[ABOUT THIS TASK]
Please restate exactly the lines of the data below, beginning with the line containing "Mark every instance of mountain ridge." and ending with the last line.

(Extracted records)
________________

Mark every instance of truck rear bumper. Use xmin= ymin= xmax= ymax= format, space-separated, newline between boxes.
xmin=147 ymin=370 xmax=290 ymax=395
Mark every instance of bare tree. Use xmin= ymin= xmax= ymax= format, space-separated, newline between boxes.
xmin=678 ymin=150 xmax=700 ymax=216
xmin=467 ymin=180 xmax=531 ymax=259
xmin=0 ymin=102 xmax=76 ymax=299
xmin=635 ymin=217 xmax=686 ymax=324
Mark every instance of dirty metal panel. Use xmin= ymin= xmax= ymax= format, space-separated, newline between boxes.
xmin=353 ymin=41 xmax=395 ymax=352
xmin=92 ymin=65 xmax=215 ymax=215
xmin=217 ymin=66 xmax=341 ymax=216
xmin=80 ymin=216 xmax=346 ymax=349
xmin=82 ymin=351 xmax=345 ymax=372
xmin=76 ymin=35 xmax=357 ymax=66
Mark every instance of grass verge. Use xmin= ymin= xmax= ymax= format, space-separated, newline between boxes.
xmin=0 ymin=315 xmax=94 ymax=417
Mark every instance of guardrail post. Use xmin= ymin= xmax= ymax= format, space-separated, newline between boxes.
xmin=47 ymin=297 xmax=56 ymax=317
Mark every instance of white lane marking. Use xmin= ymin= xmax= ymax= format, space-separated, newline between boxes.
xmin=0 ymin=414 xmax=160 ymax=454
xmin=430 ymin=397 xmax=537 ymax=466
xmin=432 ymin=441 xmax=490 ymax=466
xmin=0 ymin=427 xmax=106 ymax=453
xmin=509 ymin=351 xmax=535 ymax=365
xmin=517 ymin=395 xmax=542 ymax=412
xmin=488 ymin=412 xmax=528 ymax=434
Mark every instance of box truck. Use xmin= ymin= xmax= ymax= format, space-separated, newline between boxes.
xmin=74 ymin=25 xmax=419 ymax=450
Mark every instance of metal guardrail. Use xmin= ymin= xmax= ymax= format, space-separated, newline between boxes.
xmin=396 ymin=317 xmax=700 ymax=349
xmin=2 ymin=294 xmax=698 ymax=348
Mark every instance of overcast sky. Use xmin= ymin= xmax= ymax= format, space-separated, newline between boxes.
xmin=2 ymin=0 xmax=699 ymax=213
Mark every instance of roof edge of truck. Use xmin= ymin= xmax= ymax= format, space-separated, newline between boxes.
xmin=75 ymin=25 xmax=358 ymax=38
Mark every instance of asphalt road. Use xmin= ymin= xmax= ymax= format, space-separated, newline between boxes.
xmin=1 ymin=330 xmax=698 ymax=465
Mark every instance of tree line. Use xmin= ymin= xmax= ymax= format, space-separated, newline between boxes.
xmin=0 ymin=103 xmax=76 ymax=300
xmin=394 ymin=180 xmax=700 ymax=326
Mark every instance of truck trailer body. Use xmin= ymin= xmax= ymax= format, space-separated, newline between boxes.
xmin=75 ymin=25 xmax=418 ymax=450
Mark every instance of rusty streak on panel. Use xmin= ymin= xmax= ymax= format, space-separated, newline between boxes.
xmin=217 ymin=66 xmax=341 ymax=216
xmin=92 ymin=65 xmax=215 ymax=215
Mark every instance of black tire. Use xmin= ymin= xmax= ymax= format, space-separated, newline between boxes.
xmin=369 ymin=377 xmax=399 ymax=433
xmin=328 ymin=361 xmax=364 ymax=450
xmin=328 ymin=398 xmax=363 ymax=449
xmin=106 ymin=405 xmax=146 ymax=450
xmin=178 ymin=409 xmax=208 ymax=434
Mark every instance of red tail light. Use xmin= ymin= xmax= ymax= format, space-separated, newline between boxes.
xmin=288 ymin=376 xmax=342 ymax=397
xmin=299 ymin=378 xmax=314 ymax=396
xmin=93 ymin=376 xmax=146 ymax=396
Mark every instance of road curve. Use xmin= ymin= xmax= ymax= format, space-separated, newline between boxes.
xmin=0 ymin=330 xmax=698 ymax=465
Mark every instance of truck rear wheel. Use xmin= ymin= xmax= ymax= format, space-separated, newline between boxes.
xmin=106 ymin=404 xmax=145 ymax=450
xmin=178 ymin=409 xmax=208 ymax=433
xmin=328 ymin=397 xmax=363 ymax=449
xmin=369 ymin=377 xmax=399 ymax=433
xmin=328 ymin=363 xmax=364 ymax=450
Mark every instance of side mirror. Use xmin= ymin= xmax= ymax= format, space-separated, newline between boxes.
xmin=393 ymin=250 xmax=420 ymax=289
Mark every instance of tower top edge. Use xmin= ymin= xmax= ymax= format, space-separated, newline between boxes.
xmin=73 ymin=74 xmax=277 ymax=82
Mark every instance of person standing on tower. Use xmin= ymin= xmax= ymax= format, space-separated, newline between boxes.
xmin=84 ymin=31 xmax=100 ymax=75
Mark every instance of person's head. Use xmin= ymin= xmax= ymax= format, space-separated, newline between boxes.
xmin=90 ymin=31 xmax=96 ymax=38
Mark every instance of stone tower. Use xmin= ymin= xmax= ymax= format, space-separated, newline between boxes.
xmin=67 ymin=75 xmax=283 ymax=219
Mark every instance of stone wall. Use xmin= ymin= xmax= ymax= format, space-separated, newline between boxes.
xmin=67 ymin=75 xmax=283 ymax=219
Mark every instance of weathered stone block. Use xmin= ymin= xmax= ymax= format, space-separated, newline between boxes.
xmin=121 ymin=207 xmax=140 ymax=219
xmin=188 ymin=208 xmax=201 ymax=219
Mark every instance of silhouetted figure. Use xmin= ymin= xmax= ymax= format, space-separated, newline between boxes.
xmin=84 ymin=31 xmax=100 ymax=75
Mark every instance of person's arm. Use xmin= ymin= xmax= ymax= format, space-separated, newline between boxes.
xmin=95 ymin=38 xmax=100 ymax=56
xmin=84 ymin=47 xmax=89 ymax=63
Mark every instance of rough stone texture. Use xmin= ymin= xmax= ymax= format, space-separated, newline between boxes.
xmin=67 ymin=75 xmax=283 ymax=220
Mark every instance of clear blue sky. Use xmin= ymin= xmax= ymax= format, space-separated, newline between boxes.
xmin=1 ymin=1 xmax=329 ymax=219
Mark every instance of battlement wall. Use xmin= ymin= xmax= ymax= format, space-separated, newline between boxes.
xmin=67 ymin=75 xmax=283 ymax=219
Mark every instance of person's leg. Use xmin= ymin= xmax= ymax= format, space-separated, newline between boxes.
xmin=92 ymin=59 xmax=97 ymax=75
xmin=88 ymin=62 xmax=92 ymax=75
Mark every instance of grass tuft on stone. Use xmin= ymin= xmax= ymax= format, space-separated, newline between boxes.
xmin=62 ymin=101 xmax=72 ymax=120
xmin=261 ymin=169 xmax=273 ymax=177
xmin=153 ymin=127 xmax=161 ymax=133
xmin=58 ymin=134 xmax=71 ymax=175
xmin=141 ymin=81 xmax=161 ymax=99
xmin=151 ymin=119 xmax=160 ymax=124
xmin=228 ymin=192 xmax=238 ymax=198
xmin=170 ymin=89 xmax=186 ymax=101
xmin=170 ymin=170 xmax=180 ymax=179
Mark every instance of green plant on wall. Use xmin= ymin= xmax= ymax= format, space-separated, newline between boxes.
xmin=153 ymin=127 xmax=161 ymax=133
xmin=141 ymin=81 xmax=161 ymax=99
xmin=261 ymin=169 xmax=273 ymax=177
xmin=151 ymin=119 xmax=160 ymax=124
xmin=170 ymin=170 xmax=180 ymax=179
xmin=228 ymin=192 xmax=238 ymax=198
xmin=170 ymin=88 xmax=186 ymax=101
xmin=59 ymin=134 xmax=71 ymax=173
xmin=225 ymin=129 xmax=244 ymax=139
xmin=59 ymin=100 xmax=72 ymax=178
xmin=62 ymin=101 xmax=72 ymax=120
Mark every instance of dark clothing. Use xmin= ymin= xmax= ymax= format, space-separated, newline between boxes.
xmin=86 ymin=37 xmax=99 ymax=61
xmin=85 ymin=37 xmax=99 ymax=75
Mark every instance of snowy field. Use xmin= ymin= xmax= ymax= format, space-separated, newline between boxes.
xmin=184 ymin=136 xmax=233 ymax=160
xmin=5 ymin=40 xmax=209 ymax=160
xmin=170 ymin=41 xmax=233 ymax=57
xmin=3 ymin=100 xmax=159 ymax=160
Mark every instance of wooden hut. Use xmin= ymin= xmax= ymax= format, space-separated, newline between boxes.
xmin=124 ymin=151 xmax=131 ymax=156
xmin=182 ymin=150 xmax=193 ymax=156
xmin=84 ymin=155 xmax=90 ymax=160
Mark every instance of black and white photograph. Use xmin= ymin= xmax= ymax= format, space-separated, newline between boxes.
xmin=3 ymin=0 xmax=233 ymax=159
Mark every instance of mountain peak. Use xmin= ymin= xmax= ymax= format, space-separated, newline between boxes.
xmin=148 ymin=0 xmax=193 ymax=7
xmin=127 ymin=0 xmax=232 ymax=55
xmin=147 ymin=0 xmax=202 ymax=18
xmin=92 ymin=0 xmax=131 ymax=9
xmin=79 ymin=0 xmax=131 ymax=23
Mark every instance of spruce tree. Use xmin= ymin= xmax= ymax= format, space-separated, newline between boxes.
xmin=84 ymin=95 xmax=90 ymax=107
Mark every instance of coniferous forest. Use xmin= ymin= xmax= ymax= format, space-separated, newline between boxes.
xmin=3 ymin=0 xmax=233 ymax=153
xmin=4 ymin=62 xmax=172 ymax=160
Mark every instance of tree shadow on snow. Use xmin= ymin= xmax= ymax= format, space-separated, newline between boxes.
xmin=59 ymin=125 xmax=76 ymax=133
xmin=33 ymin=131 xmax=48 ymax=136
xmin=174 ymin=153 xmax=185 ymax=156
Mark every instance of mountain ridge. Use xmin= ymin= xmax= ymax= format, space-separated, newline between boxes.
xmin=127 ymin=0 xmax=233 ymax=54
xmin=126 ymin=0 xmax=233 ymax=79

________________

[TASK SOLUTION]
Mark every instance of mountain ridge. Use xmin= ymin= xmax= ymax= format, space-separated, newline between boxes.
xmin=127 ymin=0 xmax=233 ymax=54
xmin=126 ymin=0 xmax=233 ymax=79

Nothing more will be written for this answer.